**What needs to be done:**
In the mailing-list excerpt about page_pool and the IOMMU group, which two API functions does the reply ask about as possibly the correct ones to use?

**Extract provided:**
★ ★ ★ ★
On 06/08/2024 10:51 am, Jesper Dangaard Brouer wrote:
[...]
>> The iommu_group will release whether the page_pool is using it or not, 
>> so if once page_pool_return_page() was called(why does this occur when 
>> the device is reloaded and packets are transmitted?) , this crash will 
>> happen.
>>
>> I try the follow patch, but doesn't work :(
>>
> 
> The idea of taking a refcnt on IOMMU to avoid dev->iommu_group getting
> freed, make sense to me.
> 
> The question is if API iommu_group_get() and iommu_group_put() is the
> correct API to use in this case?
★ ★ ★ ★
**Data segment:**

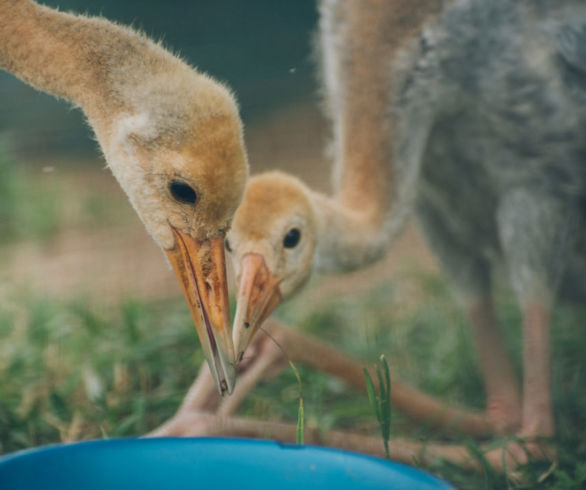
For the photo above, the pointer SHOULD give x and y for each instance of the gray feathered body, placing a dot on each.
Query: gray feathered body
(490, 118)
★ ★ ★ ★
**Reply to the task:**
iommu_group_get() and iommu_group_put()